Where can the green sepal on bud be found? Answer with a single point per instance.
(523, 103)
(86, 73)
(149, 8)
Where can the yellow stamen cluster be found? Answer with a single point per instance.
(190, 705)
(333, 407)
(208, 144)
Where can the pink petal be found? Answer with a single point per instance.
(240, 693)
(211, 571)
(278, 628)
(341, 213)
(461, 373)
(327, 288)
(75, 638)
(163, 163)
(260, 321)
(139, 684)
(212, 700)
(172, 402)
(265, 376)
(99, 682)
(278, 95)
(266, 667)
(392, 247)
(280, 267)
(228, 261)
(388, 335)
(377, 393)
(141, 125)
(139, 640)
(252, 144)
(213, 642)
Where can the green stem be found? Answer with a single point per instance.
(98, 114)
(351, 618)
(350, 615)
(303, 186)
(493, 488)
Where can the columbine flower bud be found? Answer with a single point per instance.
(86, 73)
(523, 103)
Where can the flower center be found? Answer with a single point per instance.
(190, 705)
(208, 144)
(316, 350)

TASK DETAILS
Render the listing above as a Markdown table with the columns Row and Line, numbering each line in order and leaving out any blank lines.

RESULT OF THIS TASK
| Row | Line |
|---|---|
| 1 | Where can the green sepal on bud be found? Answer with a single point per instance. |
| 2 | (523, 103) |
| 3 | (86, 73) |
| 4 | (149, 8) |
| 5 | Where can the yellow stamen cluster be found? Answer with a single point per instance. |
| 6 | (190, 705) |
| 7 | (333, 407) |
| 8 | (208, 144) |
| 9 | Where can the pink petal be found? Answer with a single point per instance. |
| 10 | (240, 693) |
| 11 | (211, 571) |
| 12 | (278, 628) |
| 13 | (341, 213) |
| 14 | (461, 373) |
| 15 | (327, 288) |
| 16 | (75, 638) |
| 17 | (163, 163) |
| 18 | (260, 321) |
| 19 | (139, 684) |
| 20 | (212, 700) |
| 21 | (172, 402) |
| 22 | (265, 376) |
| 23 | (99, 682) |
| 24 | (278, 95) |
| 25 | (266, 667) |
| 26 | (392, 247) |
| 27 | (280, 267) |
| 28 | (228, 261) |
| 29 | (388, 335) |
| 30 | (377, 393) |
| 31 | (141, 125) |
| 32 | (139, 640) |
| 33 | (252, 144) |
| 34 | (213, 642) |
| 35 | Where can the green stem be found? Answer with a single point per instance. |
| 36 | (98, 114) |
| 37 | (351, 618) |
| 38 | (350, 615) |
| 39 | (303, 186) |
| 40 | (493, 488) |
| 41 | Where can the columbine flower bud be found? Answer with a single point per instance. |
| 42 | (86, 73) |
| 43 | (523, 103) |
| 44 | Where can the flower center be found? Answer with a single point per instance. |
| 45 | (190, 705) |
| 46 | (208, 144) |
| 47 | (316, 350) |